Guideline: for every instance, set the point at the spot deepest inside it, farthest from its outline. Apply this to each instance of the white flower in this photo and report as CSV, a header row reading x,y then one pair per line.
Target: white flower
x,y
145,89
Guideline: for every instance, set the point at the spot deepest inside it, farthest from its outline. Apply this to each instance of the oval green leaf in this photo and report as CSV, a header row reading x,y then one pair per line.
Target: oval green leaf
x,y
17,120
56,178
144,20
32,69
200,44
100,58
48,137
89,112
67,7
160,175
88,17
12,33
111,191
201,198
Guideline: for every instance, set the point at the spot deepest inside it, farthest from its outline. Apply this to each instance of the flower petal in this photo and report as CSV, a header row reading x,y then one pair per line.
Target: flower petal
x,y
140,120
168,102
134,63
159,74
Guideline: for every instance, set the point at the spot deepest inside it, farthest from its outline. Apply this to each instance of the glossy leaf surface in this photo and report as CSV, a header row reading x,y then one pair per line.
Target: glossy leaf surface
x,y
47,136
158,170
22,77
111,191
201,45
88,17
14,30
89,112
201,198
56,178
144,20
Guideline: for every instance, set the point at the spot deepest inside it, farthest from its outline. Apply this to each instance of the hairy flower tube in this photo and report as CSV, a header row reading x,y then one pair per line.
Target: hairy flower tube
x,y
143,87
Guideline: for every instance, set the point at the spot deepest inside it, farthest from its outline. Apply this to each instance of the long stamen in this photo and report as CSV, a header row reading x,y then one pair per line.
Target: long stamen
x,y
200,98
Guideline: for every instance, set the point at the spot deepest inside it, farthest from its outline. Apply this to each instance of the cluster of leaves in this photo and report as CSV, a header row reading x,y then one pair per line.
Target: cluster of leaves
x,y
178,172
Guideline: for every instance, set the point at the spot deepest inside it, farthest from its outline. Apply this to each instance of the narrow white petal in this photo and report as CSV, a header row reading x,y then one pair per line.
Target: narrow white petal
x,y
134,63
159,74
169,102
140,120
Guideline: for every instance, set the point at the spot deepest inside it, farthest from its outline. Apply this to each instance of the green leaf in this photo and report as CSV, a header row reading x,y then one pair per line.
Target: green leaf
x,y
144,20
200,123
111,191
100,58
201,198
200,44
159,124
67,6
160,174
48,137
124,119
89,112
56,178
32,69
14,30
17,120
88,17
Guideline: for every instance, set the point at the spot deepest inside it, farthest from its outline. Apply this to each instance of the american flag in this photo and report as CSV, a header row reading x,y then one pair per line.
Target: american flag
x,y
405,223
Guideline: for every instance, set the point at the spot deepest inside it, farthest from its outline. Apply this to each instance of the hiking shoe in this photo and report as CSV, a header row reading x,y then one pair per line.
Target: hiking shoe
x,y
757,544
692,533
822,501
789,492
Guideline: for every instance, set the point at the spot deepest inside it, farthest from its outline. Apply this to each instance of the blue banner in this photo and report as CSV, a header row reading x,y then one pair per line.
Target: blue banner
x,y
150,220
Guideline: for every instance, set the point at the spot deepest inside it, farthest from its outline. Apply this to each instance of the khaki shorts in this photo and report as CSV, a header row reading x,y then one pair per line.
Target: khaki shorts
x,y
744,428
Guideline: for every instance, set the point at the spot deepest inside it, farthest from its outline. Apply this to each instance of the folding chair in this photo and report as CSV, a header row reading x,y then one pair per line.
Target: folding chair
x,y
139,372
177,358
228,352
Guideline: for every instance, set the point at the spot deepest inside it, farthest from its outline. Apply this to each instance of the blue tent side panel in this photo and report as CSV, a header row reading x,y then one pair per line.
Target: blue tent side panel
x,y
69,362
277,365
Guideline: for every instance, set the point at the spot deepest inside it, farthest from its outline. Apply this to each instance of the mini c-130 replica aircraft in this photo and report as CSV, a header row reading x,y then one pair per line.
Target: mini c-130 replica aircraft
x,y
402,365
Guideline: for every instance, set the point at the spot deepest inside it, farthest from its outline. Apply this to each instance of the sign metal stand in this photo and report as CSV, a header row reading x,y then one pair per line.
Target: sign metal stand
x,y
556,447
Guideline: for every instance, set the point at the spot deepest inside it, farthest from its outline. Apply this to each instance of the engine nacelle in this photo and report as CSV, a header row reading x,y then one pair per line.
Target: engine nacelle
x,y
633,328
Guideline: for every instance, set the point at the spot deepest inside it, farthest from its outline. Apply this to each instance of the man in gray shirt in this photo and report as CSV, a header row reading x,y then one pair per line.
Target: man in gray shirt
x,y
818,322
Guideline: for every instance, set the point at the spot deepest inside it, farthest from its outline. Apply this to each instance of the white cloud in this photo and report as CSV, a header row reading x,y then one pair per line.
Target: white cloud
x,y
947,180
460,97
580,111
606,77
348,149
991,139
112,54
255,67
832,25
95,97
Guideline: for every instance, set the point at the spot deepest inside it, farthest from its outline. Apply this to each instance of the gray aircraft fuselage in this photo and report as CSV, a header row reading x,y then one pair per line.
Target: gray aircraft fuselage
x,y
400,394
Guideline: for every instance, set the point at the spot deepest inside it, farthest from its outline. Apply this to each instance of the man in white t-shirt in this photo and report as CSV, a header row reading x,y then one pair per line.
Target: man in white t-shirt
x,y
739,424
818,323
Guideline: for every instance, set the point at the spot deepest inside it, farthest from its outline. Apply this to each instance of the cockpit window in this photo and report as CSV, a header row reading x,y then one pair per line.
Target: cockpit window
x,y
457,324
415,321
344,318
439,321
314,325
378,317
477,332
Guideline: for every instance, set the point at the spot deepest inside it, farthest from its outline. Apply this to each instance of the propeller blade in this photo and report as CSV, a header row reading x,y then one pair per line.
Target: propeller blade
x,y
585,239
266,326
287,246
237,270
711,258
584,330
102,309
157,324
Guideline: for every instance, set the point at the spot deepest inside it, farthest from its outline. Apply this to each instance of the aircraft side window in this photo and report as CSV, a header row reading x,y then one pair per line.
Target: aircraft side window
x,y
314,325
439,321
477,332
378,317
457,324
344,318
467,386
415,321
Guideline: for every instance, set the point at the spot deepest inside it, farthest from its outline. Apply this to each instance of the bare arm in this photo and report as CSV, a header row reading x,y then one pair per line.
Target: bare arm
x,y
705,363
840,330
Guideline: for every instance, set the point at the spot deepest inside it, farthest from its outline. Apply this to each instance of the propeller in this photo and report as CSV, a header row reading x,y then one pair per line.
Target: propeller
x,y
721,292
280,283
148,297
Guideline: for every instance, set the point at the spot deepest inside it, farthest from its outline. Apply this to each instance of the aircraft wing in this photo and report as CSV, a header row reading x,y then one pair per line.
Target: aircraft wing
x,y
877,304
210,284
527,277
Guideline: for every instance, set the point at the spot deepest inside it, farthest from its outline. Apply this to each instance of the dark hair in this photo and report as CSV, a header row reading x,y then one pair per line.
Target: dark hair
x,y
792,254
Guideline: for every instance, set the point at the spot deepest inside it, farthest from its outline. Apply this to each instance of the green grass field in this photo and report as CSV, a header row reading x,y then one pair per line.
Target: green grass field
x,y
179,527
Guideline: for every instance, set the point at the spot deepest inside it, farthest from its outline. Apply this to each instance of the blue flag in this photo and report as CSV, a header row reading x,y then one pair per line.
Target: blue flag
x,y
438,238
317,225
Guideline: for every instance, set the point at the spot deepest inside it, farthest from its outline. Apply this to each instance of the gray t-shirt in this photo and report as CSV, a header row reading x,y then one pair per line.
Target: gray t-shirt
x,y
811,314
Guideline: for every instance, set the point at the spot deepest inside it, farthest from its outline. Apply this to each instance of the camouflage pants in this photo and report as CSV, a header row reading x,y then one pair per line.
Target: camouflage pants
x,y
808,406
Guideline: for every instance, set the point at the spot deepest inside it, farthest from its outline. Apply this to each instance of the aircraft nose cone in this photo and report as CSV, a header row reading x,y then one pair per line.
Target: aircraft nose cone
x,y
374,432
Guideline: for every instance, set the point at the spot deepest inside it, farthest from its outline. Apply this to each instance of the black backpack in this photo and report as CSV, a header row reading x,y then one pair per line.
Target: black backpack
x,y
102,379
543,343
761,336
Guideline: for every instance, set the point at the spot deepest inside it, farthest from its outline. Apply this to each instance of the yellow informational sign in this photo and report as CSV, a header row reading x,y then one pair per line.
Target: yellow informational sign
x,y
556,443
....
What is being asked>
Here the job is to set down exactly the lines of the material above that fall between the one with "of the glossy" and the one with "of the long", inclusive, and nothing beyond them.

Answer to this exercise>
Guideline: for every instance, set the point at the spot deepest inside it, farthest from its outline. Apply this to each instance of the glossy leaf surface in this photo and report as CSV, a header row reading x,y then one pair per line.
Target: glossy leaf surface
x,y
47,136
158,170
22,77
111,191
201,45
88,17
14,30
89,112
201,198
56,178
144,20
Guideline: for every instance, set the point at the spot deepest inside it, farthest from its outline. Apply this to each instance of the hairy flower tube in this photo and report as CSV, a header row reading x,y then one pair per line.
Target: hairy flower tube
x,y
143,87
Guideline: for every instance, set the point at the spot deepest inside it, farthest from its outline. Apply this to each instance of the long stamen in this photo and report as CSV, a header row reading x,y then one pair per line.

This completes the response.